Search the records for the string "signal" and return each line that has it.

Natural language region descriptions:
####

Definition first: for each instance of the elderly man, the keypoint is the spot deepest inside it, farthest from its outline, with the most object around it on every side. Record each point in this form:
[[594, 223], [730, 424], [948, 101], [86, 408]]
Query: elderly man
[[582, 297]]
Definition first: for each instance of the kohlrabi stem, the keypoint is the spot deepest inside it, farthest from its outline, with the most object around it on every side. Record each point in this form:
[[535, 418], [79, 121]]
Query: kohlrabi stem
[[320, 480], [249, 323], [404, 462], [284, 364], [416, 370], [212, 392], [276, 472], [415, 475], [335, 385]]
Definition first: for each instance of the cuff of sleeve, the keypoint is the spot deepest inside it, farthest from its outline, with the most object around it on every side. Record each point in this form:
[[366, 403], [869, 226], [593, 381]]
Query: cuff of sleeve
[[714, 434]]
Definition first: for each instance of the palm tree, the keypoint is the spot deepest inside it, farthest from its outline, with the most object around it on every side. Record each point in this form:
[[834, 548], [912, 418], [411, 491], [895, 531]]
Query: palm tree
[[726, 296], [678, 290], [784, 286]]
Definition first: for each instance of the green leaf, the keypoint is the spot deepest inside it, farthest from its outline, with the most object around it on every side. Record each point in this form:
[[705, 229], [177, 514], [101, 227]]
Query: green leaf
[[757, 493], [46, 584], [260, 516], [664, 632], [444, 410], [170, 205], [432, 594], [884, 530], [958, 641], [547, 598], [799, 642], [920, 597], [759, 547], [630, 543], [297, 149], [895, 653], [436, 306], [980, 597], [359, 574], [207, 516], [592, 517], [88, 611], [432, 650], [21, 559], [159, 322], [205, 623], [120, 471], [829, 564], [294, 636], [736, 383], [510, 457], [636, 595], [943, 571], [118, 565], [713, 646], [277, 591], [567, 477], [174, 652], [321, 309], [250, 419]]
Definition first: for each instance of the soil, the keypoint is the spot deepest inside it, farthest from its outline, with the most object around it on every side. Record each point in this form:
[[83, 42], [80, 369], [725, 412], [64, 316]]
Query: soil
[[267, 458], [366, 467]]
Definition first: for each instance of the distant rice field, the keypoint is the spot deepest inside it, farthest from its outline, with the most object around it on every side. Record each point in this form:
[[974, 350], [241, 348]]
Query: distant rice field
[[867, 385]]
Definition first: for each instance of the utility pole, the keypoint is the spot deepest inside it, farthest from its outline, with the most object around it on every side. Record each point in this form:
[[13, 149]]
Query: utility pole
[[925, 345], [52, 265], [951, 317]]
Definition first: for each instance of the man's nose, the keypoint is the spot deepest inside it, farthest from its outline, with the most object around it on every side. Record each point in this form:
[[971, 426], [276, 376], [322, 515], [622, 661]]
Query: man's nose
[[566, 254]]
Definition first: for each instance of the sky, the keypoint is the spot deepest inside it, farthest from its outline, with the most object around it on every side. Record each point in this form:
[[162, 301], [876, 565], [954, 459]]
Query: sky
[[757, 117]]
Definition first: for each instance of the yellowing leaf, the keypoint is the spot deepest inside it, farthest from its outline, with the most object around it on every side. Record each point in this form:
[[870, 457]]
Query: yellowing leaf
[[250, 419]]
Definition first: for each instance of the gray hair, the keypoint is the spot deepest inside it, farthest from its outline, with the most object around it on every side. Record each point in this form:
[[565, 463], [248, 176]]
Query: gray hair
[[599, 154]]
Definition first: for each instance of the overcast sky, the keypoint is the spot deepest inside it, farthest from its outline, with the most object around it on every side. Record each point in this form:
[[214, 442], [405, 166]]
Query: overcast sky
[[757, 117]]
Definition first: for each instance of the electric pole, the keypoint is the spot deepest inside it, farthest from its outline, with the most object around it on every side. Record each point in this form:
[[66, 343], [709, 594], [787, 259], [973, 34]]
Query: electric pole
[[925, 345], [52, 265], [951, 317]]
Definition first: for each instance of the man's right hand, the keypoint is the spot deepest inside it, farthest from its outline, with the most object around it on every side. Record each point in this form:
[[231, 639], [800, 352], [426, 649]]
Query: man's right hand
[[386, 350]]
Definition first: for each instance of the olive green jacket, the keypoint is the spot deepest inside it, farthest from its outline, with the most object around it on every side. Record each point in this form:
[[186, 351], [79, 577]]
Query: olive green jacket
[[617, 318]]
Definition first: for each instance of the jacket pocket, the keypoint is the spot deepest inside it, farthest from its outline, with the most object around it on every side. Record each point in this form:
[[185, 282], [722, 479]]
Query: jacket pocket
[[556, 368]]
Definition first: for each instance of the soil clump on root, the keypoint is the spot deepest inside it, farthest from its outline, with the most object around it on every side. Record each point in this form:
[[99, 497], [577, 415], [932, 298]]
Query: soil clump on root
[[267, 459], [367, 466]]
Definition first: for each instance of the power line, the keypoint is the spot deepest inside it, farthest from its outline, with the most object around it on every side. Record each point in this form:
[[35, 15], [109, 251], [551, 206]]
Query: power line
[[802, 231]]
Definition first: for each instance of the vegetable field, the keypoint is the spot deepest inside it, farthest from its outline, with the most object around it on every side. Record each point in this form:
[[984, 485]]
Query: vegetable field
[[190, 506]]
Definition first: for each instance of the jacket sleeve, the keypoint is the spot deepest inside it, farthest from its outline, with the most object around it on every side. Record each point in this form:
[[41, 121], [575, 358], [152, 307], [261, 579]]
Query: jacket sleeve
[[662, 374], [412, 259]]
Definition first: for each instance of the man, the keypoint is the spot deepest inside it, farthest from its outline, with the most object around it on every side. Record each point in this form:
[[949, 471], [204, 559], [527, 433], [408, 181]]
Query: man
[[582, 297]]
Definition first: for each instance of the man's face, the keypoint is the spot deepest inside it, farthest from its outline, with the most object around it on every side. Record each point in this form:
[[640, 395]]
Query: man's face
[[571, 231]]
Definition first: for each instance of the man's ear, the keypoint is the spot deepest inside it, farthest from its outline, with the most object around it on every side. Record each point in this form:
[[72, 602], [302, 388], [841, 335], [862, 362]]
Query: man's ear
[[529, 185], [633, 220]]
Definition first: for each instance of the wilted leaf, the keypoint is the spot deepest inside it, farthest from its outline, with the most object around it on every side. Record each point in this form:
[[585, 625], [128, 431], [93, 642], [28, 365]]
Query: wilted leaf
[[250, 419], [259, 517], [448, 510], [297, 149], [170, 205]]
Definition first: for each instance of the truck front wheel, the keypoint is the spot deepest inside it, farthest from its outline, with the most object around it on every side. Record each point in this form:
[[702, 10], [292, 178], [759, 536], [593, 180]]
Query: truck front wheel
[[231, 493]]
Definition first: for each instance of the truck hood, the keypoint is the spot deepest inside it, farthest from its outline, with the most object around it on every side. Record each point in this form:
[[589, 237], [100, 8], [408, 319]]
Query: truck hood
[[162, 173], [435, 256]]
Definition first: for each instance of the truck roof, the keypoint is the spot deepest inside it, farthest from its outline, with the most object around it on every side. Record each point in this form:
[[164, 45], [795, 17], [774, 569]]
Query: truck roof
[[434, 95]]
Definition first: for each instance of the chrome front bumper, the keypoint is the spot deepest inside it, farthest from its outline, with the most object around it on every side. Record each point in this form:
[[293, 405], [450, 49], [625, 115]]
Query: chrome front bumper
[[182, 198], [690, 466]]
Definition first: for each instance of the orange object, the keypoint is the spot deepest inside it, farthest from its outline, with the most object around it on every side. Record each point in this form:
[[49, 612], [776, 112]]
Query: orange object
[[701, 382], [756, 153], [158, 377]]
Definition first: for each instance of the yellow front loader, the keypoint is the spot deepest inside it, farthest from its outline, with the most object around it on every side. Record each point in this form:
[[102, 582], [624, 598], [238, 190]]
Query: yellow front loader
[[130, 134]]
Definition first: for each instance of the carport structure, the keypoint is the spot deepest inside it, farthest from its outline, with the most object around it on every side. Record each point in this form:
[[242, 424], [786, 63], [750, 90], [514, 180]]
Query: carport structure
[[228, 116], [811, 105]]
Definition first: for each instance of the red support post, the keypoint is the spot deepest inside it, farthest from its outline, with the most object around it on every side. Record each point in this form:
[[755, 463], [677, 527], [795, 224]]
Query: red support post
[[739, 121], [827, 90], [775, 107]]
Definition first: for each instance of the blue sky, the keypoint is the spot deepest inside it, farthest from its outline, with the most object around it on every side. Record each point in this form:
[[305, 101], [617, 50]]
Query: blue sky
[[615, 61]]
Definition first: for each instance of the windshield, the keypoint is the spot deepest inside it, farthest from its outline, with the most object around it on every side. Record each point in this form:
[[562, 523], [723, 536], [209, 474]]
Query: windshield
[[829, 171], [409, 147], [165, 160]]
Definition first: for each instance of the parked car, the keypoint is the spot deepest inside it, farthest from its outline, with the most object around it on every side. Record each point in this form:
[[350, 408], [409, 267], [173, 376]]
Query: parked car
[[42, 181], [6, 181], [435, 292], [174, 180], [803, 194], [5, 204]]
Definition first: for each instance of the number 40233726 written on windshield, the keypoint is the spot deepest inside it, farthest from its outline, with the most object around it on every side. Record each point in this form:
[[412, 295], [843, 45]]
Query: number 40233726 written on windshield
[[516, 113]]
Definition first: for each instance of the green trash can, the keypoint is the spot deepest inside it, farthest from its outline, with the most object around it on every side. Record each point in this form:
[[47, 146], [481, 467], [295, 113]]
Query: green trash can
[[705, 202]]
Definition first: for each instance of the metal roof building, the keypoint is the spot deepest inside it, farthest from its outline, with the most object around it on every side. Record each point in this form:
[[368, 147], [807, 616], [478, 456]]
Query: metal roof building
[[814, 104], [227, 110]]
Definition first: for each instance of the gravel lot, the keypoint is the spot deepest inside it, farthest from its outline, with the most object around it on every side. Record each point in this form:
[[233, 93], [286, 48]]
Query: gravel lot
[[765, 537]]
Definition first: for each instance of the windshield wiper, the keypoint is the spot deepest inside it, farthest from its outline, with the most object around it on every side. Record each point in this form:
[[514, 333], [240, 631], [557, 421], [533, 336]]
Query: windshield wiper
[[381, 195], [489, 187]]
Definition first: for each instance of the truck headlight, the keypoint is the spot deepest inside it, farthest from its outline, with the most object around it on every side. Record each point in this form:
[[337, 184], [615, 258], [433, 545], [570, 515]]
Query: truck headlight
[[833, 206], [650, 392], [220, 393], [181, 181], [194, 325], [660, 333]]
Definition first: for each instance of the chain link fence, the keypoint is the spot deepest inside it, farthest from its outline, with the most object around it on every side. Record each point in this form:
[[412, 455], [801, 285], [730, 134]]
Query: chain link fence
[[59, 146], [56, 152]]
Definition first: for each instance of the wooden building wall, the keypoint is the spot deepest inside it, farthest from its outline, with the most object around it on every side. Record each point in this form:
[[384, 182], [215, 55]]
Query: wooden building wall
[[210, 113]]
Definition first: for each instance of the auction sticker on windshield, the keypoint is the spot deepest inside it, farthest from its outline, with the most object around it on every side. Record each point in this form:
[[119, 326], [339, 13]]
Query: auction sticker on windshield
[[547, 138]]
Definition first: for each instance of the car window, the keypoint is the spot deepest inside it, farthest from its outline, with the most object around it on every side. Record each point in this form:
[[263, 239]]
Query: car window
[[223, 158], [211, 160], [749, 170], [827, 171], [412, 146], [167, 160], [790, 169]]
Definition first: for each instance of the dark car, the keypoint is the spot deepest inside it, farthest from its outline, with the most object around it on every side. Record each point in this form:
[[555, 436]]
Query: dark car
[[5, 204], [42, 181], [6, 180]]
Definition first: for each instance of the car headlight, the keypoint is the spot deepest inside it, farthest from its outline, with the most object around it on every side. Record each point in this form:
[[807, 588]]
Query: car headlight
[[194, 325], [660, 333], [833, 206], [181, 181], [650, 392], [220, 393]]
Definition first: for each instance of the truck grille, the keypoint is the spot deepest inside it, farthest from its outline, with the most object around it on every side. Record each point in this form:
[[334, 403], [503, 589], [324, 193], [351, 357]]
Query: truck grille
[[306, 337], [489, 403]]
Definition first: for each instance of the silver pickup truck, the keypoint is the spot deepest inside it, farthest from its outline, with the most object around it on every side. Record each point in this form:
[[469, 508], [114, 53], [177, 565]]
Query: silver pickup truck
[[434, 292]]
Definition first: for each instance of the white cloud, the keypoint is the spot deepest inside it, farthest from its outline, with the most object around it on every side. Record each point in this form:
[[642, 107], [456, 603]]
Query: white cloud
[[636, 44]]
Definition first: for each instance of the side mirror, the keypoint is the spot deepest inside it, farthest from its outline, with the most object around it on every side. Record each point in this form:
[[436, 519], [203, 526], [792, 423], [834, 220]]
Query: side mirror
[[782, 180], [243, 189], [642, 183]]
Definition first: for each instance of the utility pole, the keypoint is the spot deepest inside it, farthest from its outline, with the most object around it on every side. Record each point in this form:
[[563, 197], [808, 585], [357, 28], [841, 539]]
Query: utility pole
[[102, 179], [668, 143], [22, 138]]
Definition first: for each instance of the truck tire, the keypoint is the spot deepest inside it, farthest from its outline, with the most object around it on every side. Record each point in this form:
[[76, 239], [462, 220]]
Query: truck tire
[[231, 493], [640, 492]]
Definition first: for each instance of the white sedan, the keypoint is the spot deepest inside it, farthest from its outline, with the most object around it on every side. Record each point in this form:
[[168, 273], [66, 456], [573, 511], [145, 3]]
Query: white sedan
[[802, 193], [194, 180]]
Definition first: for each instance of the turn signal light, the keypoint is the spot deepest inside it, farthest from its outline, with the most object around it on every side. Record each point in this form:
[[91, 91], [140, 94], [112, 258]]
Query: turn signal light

####

REPLY:
Definition first: for each instance of the turn signal light, the keypoint is the spot deepest inside it, farthest from its outline, with the most object around it on every side. Record each point in this form:
Query: turn signal light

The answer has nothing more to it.